Point annotation dataset records:
──────────────────────────────
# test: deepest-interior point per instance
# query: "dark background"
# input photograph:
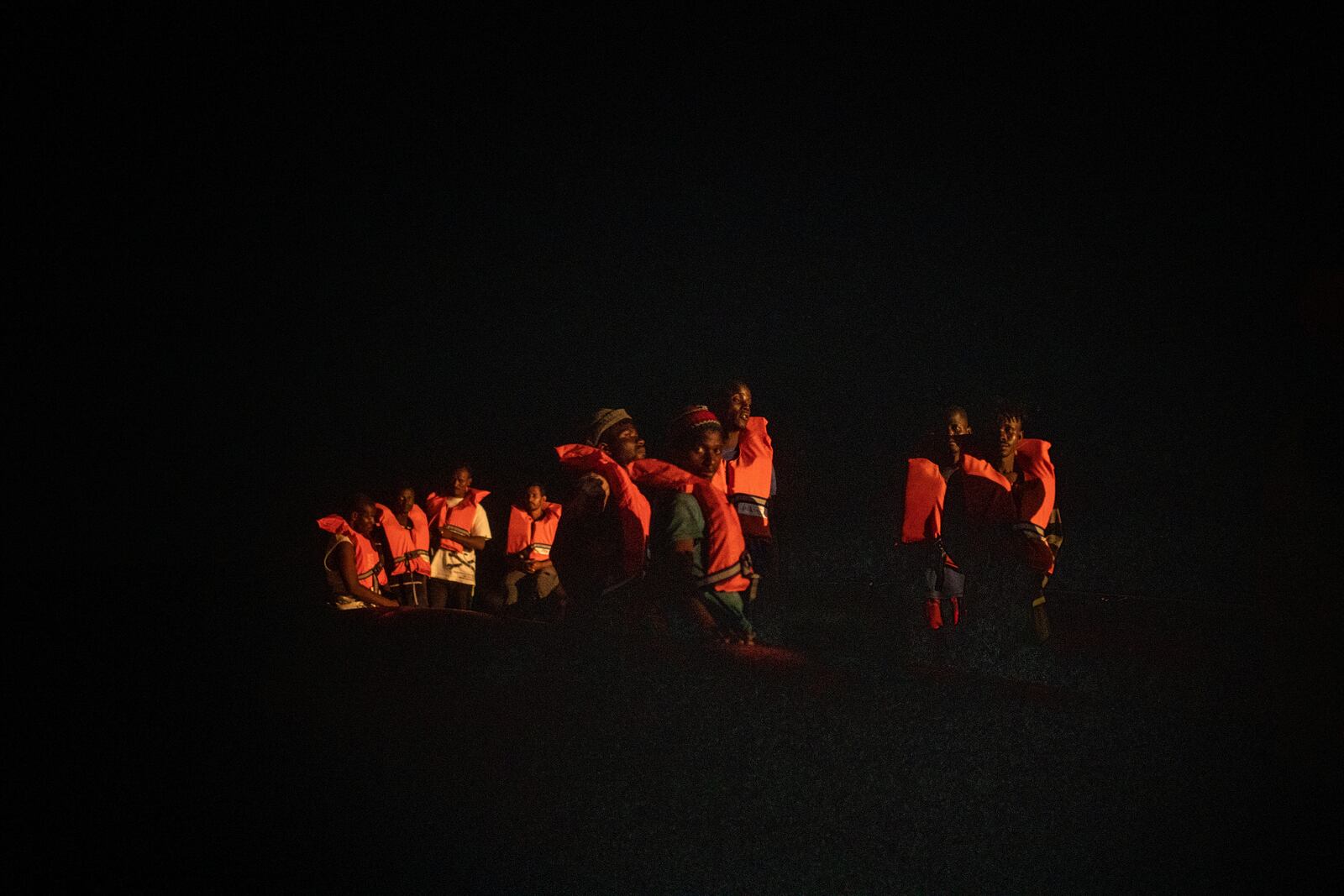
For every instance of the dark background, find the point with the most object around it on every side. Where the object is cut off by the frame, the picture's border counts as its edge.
(355, 249)
(378, 244)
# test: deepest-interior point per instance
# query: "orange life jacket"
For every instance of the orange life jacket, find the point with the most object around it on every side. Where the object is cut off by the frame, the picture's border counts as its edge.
(727, 563)
(992, 500)
(632, 506)
(369, 567)
(533, 537)
(454, 520)
(409, 547)
(746, 479)
(925, 490)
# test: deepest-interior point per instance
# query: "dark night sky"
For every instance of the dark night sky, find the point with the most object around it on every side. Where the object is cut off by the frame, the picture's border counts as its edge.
(417, 241)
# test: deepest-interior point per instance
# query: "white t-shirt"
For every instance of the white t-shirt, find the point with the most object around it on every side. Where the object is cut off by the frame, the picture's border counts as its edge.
──────────────────────────────
> [Exercise objective]: Every entry must be reproduced exactly, with the images left out.

> [Task output]:
# test: deepest-interior point per instance
# query: "dark background"
# input photograph:
For every instance of the dark background, find the point with the most object around it on every side. Where the object is cut off by the frame, the picture's border counts as its edge.
(355, 249)
(378, 244)
# test: deepest-interior point per instance
# query: "orange life jacket"
For every instance of the orange life jacket, find the point with the most object around it on every side. Where the object is cut off by the frame, the picture's border counts as its edge.
(727, 563)
(992, 500)
(632, 506)
(369, 567)
(533, 537)
(454, 520)
(409, 547)
(746, 479)
(925, 490)
# test: deepest-interior point per instance
# query: "dark night sky"
For every instance of the dark night sky, find the point with the most object around it on every side. Where the object is cut off by the frame, the picture's border counts as its edge.
(417, 241)
# test: deepest-interior point per instance
# query: "white t-shirt"
For every instance of the white t-shirt, find the point with the most object around it on every side. Where the object is cut off by the frame, the picture's border counts as its edge.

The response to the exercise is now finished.